• **Problem**
Copy every one of the records below word for word, keeping each line as it stands.
◇ ◇ ◇ ◇ ◇ ◇ ◇
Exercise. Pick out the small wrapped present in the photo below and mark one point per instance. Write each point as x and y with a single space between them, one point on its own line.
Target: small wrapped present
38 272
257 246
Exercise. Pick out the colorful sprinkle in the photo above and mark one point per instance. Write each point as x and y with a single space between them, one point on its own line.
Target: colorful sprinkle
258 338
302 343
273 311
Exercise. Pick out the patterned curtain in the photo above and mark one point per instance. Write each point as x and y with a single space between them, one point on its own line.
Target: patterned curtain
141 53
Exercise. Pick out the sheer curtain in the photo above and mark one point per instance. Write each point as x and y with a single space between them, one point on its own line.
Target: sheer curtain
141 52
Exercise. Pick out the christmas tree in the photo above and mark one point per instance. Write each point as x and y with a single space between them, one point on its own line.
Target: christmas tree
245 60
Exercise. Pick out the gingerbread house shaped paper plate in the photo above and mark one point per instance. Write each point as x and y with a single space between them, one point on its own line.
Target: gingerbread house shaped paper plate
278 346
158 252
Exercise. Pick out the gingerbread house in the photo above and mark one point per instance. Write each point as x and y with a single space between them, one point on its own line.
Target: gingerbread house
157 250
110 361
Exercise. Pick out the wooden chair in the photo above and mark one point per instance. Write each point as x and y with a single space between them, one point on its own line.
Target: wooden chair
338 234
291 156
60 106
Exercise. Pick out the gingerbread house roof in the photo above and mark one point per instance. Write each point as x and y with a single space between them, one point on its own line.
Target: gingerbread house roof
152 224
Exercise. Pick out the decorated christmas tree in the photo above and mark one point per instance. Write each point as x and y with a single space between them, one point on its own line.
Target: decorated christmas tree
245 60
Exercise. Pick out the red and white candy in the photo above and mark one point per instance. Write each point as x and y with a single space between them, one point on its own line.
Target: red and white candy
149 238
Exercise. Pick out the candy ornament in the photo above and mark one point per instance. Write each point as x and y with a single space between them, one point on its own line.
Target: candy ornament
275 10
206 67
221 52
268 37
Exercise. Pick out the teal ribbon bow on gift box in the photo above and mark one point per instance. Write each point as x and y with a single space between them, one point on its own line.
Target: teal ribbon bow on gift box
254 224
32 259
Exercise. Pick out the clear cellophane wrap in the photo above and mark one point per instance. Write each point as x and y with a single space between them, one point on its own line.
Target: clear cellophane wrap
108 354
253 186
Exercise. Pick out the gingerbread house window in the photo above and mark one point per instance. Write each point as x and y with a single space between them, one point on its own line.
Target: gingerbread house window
◇ ◇ ◇ ◇ ◇ ◇ ◇
• **Result of this task**
Exercise. Pick out the small wrapped present in the photo below and mark one point per instance. Write each point as x and y with a single space between them, one point on its own line.
Target: small wrapped present
38 272
257 246
Exercise. Pick out the colorful sprinkle in the photo above and mark one point per instance. Write each point as x and y with a single space between them, one point on its own line.
Target: colorful sprinkle
258 338
302 343
273 311
Exercise. Pick out the patterned curtain in the photo above and mark one point per instance. Write each point as x and y with a single space between them, one point on its own line.
Target: patterned curtain
141 53
Exercise. Pick out the sheer curtain in the photo above and mark one point per instance. Write each point as x and y with a single space between them, one point on its own line.
Target: sheer curtain
141 52
Exercise. Pick out the christmas tree in the photo above and mark one point per instance. Write each point as x and y with a single space between them, one point on its own line.
Target: christmas tree
245 60
Exercise. Pick out the gingerbread house shaped paper plate in the photo above and mark one point per instance. Write each point as x and y with a single space between them, one point on its own line.
Target: gingerbread house shaped paper plate
278 346
158 252
Exercise. Pick out the gingerbread house in the photo above and mark one point per instance. Write each point as x and y with a single space between them, one point on its own line.
Target: gingerbread house
157 250
110 361
Exercise. Pick out the wooden chair in the photo above and mark one point per instance. Write each point as x and y with a single space between them, one point on its own line.
Target: wooden chair
338 234
291 156
60 106
Exercise. Pick out the gingerbread house roof in the photo above and mark one point per instance. Write each point as x and y with a single space between them, one point on its own line.
Target: gingerbread house roof
152 224
Exercise. Pick out the decorated christmas tree in the photo above and mark one point per instance. Write each point as x and y with a single space between them, one point on its own line.
Target: decorated christmas tree
245 60
Exercise. Pick out the red and white candy in the photo above and mark one point per instance. Write each point as x and y with a single space between them, one point on its own line.
Target: red and white candy
149 238
Exercise. Pick out the candy ornament in the photo above and mark one point per instance. Write each point as x and y with a single space between them, one point on its own line.
Target: candy ornament
275 10
206 67
221 52
268 37
Exercise. Pick out the teal ribbon bow on gift box in the photo above and mark one point per instance. Write each point as x and y with a single space between them, one point on its own line.
Target: teal ribbon bow on gift box
254 224
32 259
Exercise. Pick out the clear cellophane wrap in the photo above and mark one point per instance. Write each point as x and y with a single space between them, one point on its own line.
Target: clear cellophane wrap
108 354
253 186
Exercise. Pick out the gingerbread house window in the photo above and mark one point per instance. Write each point as x and y with a single space between them, one point on its own line.
Target: gingerbread house window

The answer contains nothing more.